◆ Instruction ◆
Rewrite the lines below, swapping "exercise" for "activity" each time it appears and leaving everything else as it is.

(Dataset entries)
-----
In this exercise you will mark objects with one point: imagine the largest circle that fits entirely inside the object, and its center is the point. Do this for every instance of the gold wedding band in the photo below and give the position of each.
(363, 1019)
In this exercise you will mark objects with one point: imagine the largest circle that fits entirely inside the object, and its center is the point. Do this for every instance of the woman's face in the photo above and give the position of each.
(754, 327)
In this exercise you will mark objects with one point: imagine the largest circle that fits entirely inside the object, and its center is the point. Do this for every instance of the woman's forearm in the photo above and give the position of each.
-----
◆ Finished exercise ◆
In this activity you will mark objects with one point: imagine the largest circle that fits entirely inside the object, and its center is the point. Do this for every instance of the gold wedding band in the photo below and give the position of each.
(363, 1019)
In this activity you will mark objects with one point: imagine the largest circle that fits entirely inside the object, and its center is the point. Do this for every instance of the woman's face in the photo above and give the position of each.
(754, 327)
In this activity you will mark objects with one point: imagine the largest circle that fits entirely inside the object, and its center is the point. Do this for every instance of the woman's forearm in the photo above and give the position of each.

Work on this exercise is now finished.